● Your instructions: Render the data below as a Markdown table with the columns No. and Text, one row for each line, skipping blank lines. Leave the pictures out of the table.

● Information provided:

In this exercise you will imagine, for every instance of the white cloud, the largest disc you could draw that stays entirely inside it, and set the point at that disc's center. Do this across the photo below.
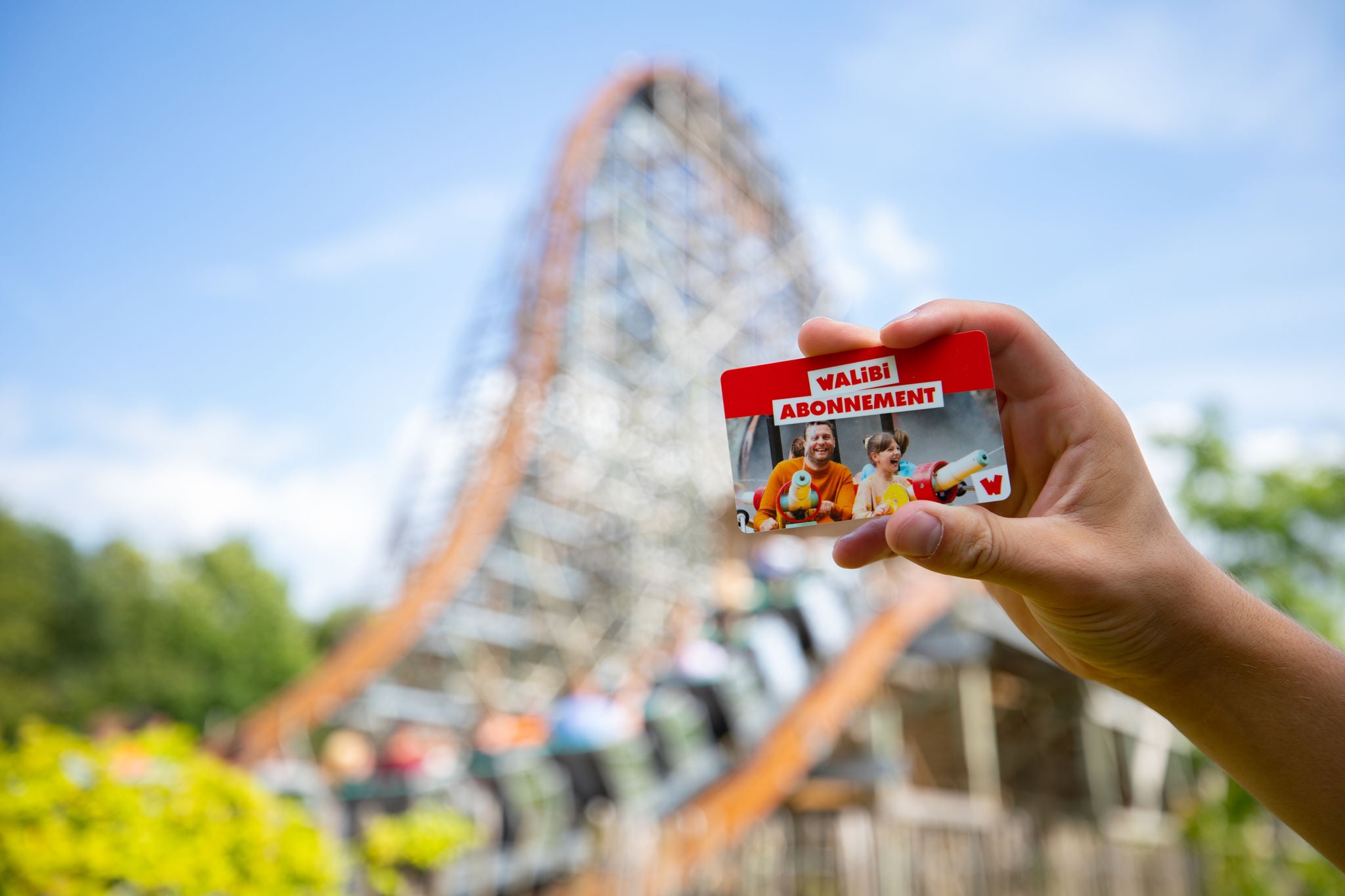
(891, 244)
(408, 236)
(187, 482)
(873, 251)
(467, 219)
(1157, 72)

● Reply to the task:
| No. | Text |
|---|---|
| 1 | In this exercise you will imagine, for every instance of the white cloud, the largest disc you could draw that stays entirely inside it, and set the point at that disc's center. Do this across the photo below. |
| 2 | (891, 244) |
| 3 | (408, 236) |
| 4 | (187, 482) |
| 5 | (873, 251) |
| 6 | (467, 219) |
| 7 | (1157, 72) |